Copy word for word, and only, the lines below from the one with "Target: woven jute texture" through the last.

[RECORDS FOR THE TASK]:
---+---
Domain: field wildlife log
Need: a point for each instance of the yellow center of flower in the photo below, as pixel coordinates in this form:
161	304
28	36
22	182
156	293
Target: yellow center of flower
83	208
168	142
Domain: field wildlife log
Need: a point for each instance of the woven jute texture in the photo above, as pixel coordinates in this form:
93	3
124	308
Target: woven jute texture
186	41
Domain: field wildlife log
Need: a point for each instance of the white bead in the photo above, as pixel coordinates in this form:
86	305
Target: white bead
---+---
[OUTPUT OF THE TASK]:
Target: woven jute texture
186	41
Domain: field wildlife log
Need: a point for each instance of the white bead in the photo above, as pixel coordinates in this form:
86	305
Target: white bead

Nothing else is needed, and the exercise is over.